Work task =
Reproduce exactly the span of lines that opens with the line containing "Locate each instance of the black" and closes with the last line of the entries below.
Content starts
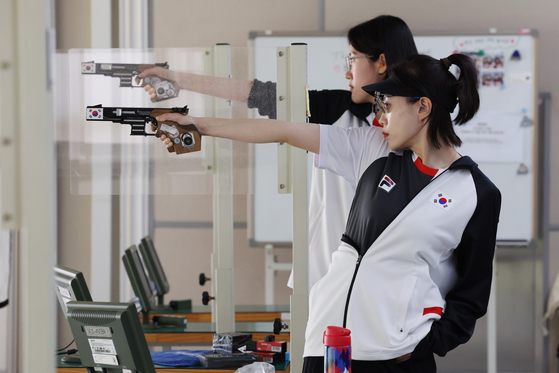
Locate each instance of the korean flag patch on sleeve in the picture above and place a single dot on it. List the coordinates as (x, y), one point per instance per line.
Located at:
(442, 200)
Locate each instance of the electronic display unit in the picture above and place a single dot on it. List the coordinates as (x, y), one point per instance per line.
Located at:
(70, 285)
(139, 281)
(110, 337)
(154, 269)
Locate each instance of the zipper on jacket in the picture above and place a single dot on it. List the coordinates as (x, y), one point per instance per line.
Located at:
(351, 288)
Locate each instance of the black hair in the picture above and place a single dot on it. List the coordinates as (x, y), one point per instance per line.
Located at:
(432, 77)
(383, 34)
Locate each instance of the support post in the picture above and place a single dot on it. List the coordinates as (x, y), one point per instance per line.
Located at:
(223, 279)
(27, 173)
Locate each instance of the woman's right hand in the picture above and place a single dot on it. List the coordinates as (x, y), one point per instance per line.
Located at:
Content ends
Output for this task =
Locate each instance of the black hair in the picture above and place a single dot on it. List the coordinates as (x, y), one point per instance per line.
Located at:
(432, 77)
(383, 34)
Locate each instance of the support post in the picture above and place a single dot on it. List the coordinates as (x, y), one point per instance per line.
Located at:
(223, 279)
(27, 173)
Locate each instance of the woman's right hand in the picture above and place a single dot on it. List the coordinates as (x, y), one point per instance per line.
Located at:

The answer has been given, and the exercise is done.